## [DATA EXCERPTS]
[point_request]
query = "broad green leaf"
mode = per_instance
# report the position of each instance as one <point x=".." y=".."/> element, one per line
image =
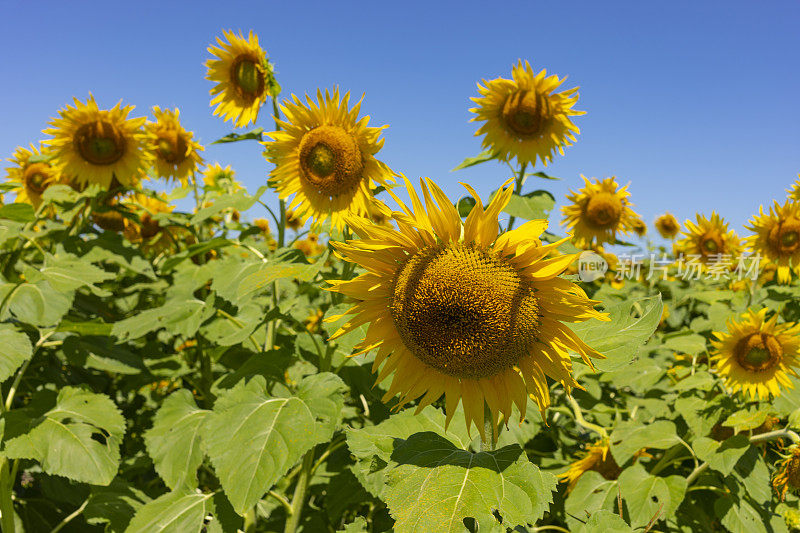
<point x="604" y="521"/>
<point x="174" y="512"/>
<point x="630" y="437"/>
<point x="372" y="446"/>
<point x="621" y="339"/>
<point x="114" y="505"/>
<point x="173" y="442"/>
<point x="721" y="456"/>
<point x="79" y="438"/>
<point x="18" y="212"/>
<point x="254" y="135"/>
<point x="16" y="350"/>
<point x="486" y="155"/>
<point x="531" y="206"/>
<point x="433" y="486"/>
<point x="253" y="438"/>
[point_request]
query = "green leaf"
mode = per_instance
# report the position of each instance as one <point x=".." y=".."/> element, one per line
<point x="721" y="456"/>
<point x="79" y="438"/>
<point x="433" y="486"/>
<point x="621" y="339"/>
<point x="531" y="206"/>
<point x="604" y="521"/>
<point x="16" y="350"/>
<point x="254" y="135"/>
<point x="253" y="438"/>
<point x="174" y="512"/>
<point x="630" y="437"/>
<point x="486" y="155"/>
<point x="18" y="212"/>
<point x="173" y="442"/>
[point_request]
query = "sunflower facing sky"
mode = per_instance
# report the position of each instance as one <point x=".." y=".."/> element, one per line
<point x="324" y="155"/>
<point x="95" y="146"/>
<point x="456" y="310"/>
<point x="667" y="225"/>
<point x="524" y="118"/>
<point x="32" y="174"/>
<point x="708" y="241"/>
<point x="777" y="238"/>
<point x="598" y="212"/>
<point x="176" y="154"/>
<point x="757" y="356"/>
<point x="243" y="76"/>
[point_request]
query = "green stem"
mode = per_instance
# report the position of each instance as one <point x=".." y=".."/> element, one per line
<point x="517" y="189"/>
<point x="299" y="498"/>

## [WORK ITEM]
Leave out the pictures and reproduce the rest of the records exactly.

## [RESPONSE]
[point_request]
query = "broad green leaf"
mode = per_instance
# report the position of each instance as one <point x=".." y=".."/> element, one per line
image =
<point x="604" y="521"/>
<point x="174" y="512"/>
<point x="630" y="437"/>
<point x="372" y="446"/>
<point x="621" y="339"/>
<point x="114" y="505"/>
<point x="173" y="442"/>
<point x="721" y="456"/>
<point x="79" y="438"/>
<point x="18" y="212"/>
<point x="254" y="135"/>
<point x="16" y="350"/>
<point x="486" y="155"/>
<point x="531" y="206"/>
<point x="433" y="486"/>
<point x="253" y="438"/>
[point_request]
query = "green leaf"
mode = per_instance
# report the position of each instance as one <point x=".." y=".."/> element, one per line
<point x="721" y="456"/>
<point x="79" y="438"/>
<point x="433" y="486"/>
<point x="621" y="339"/>
<point x="531" y="206"/>
<point x="604" y="521"/>
<point x="16" y="350"/>
<point x="254" y="135"/>
<point x="253" y="438"/>
<point x="174" y="512"/>
<point x="630" y="437"/>
<point x="486" y="155"/>
<point x="18" y="212"/>
<point x="173" y="442"/>
[point_request]
query = "sunflower facing sky"
mode = per_instance
# report the position of each instance as one <point x=".." y=".."/> element, one per line
<point x="324" y="155"/>
<point x="95" y="146"/>
<point x="456" y="310"/>
<point x="667" y="225"/>
<point x="524" y="118"/>
<point x="32" y="174"/>
<point x="708" y="241"/>
<point x="777" y="238"/>
<point x="598" y="212"/>
<point x="176" y="154"/>
<point x="757" y="356"/>
<point x="243" y="76"/>
[point_request]
query = "green stem"
mode = per_instance
# report the position of each instance as one <point x=".." y=".."/> element, one per line
<point x="517" y="189"/>
<point x="299" y="498"/>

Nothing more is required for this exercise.